The problem: According to the forum thread, what diameter are the carbide discs in the Tesla-style motor?

Document segment:
--
I am very lucky that my building is running at ninety degrees to my prevailing which is from the south east (ocean) and some big winds from the north west  the half roof to vaults is 72'x32' for a total of 72'x64' of area to channel the air. It may not work but I wont know until I try. Thanks pepa. any comments wilcome and looked for.





you can see the shop ridge behind the first pole.

[spinningmagnets]

Dear Pepa, I have heard of engine-driven Tesla turbines being used as a pump for concrete because it allows lumpy fluid to flow in spite of its inefficiencies. Are you using a Tesla turbine because of salt-water corrosion in common-style impellor pumps?

To use it as an air-motor, as soon as any load is applied, efficiency will drop completely off the meter IMHO. A while back I wanted to learn whatever I could about turbochargers, they had to be spinning thousands of RPM's to do any work, and their impellors had many blades on the disc (as opposed to a smooth Tesla disc).

If an enthusiast had access to lots of free junk, and could store a large volume of air pressure from a wind-gen, then using an theoretically inefficient system to generate a couple of Watts couldn't hurt. I would still try a small salvaged 2-cylinder engine conversion as a PMA-motor if it was me.

Whatever you try, best of luck, sounds like fun!

[Bruce S]

Pepa;

 I see the pup dog is still guarding the cement pond :-)

Since I was last out there , I knew of what you were talking about, but since work demands more time, I see you've updated your post.

Glad to read that you decided to got with multiple tanks inline. I knew that as smooth as the Tesla type was turning on our last visit you would get this going.

Cheers

Bruce S

[Bruce S]

All ;-)

 If Pepa doesn't mind too much , let me see if I can help explain what he has built/ devised.

The motor is of the Tesla style.

His is built using 14 inch diameter carbide discs and is encased in wood.

These are mounted on an ALL thread that is very well balanced, so much so a quick twist will have it turning several turns afterwards.

While on a way too short visit, he had at the time only one flywheel on it and a pulley on the other side.

I know, these quick twist and several turns, comments aren't easy numbers to put to paper, but...

During our visit, we talked about having the blades turn the shaft of the 2-piston compressor. The blades at the time were to be attached directly to the shaft ( this may have changed). The "load as it were" will be how much air the system can compress back into the system causing something similar to a fully charged battery to load a 'mill down.

The compressor will have the down-link air, coming to the tanks, these could be considered as his batteries, he has two of the large tanks and several smaller tanks to be used as air storage ALL setup with 140psi pop-off valves.

He had/has in place one-way valves that will let the incoming air into the tanks, the dump control will be pop-off valves rated at 140psi.
--
Given data:
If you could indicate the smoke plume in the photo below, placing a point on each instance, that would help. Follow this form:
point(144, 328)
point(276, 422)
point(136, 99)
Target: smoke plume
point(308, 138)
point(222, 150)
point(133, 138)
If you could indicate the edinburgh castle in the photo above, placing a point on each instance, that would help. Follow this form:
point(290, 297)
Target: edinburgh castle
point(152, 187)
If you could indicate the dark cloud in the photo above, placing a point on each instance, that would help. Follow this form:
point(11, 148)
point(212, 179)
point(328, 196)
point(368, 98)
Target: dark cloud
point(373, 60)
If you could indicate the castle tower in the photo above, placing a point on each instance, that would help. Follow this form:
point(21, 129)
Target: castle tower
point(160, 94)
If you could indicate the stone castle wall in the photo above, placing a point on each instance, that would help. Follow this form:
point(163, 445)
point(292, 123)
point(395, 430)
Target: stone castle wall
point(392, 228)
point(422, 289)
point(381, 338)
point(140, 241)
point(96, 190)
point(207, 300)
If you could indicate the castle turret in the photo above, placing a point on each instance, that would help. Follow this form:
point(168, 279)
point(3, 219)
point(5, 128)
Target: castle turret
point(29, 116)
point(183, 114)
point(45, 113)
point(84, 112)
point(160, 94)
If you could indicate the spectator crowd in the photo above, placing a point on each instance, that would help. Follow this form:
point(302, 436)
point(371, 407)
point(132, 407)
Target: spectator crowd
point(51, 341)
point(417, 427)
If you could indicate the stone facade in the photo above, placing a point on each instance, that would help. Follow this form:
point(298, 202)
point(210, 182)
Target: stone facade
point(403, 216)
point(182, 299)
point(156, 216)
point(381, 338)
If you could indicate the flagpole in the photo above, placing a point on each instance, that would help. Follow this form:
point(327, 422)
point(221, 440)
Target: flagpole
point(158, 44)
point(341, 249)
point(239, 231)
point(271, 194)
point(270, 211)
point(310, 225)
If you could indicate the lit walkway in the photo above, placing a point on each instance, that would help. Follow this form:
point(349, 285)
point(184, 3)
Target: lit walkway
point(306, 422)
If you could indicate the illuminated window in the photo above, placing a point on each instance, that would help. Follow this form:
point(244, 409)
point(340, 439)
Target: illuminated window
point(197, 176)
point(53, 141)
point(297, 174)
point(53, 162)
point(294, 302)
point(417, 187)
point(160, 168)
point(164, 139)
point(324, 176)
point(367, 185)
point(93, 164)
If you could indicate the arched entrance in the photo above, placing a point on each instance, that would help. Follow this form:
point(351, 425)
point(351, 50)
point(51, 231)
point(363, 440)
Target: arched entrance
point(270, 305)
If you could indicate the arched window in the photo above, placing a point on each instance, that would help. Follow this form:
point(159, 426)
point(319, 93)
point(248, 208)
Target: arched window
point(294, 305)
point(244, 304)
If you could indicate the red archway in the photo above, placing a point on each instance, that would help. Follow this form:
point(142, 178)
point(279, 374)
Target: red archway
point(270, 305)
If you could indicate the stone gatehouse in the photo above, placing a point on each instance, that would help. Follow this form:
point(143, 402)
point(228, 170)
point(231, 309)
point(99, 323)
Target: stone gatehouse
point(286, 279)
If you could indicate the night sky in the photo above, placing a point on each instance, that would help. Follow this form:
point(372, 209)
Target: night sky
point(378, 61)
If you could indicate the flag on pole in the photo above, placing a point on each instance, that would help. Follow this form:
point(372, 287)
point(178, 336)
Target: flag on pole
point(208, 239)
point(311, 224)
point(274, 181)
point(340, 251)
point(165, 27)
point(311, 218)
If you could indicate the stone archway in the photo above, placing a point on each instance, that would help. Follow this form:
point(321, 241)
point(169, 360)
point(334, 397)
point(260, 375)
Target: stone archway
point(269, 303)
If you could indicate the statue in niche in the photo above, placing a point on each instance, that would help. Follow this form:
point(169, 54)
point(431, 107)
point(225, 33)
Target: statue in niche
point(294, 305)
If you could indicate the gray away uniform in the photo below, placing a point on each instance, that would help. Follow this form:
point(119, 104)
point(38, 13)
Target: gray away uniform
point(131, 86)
--
Worked answer: They are 14 inches in diameter.